* WHAT THIS TASK INVOLVES *
Render the part of the material below that opens with the line containing "like [(1281, 635)]." and closes with the line containing "[(844, 403)]" as a JSON list of strings, one string per line, with both end lines included and blank lines omitted. Leave the pictures out of the list.

* GIVEN ENTRIES *
● ● ● ● ●
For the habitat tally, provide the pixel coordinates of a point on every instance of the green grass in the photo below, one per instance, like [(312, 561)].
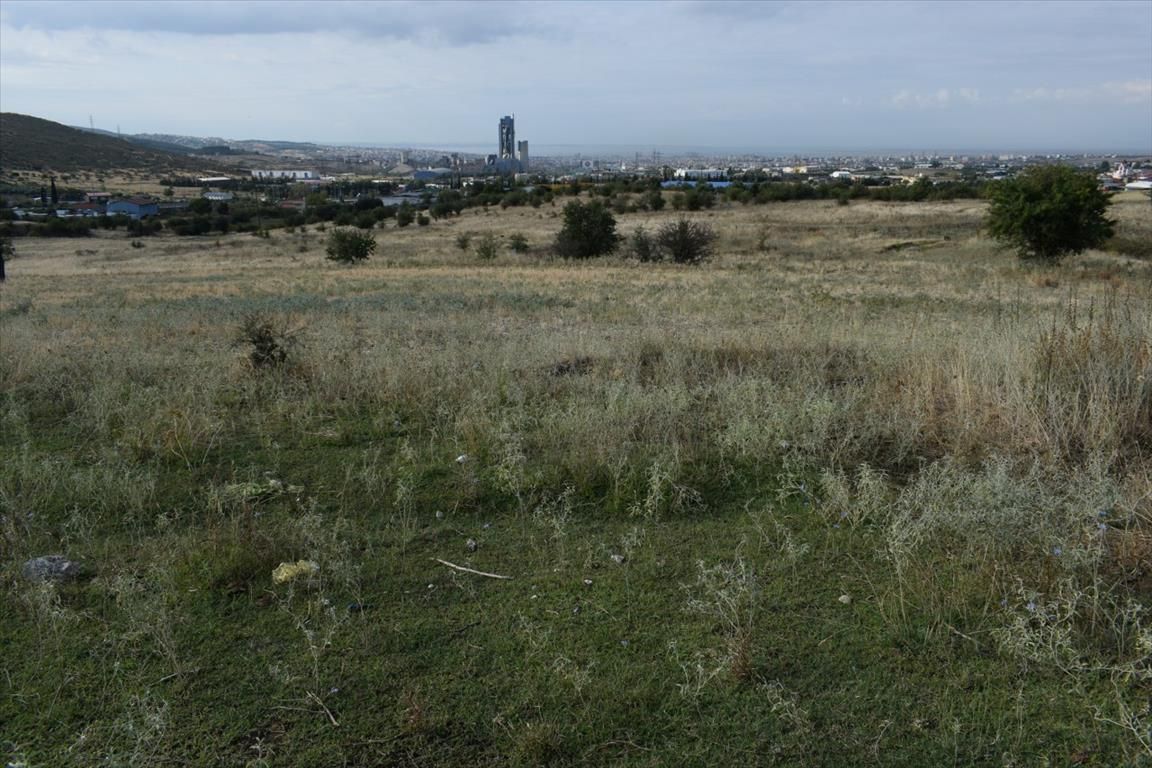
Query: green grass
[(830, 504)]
● ● ● ● ●
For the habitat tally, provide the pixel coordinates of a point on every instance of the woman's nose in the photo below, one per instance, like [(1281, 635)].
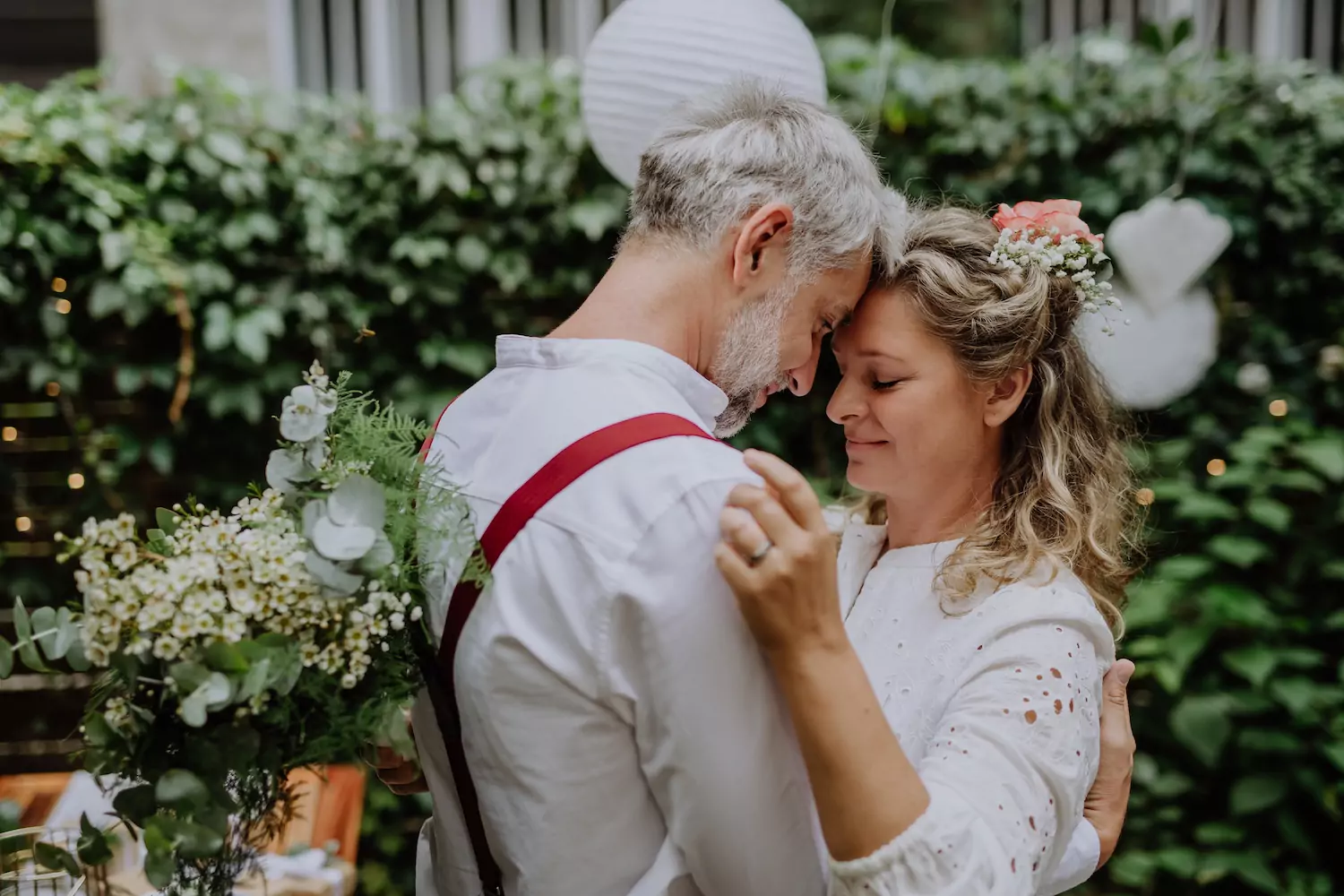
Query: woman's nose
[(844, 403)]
● ● ● ● ●
* RESPONSE FOR THIS EXERCISE *
[
  "For the habitat tally, provide the pixel coordinates of a point on every instance of the woman's nose in the photo below, one per instance, like [(1281, 635)].",
  "Query: woman's nose",
  "[(844, 403)]"
]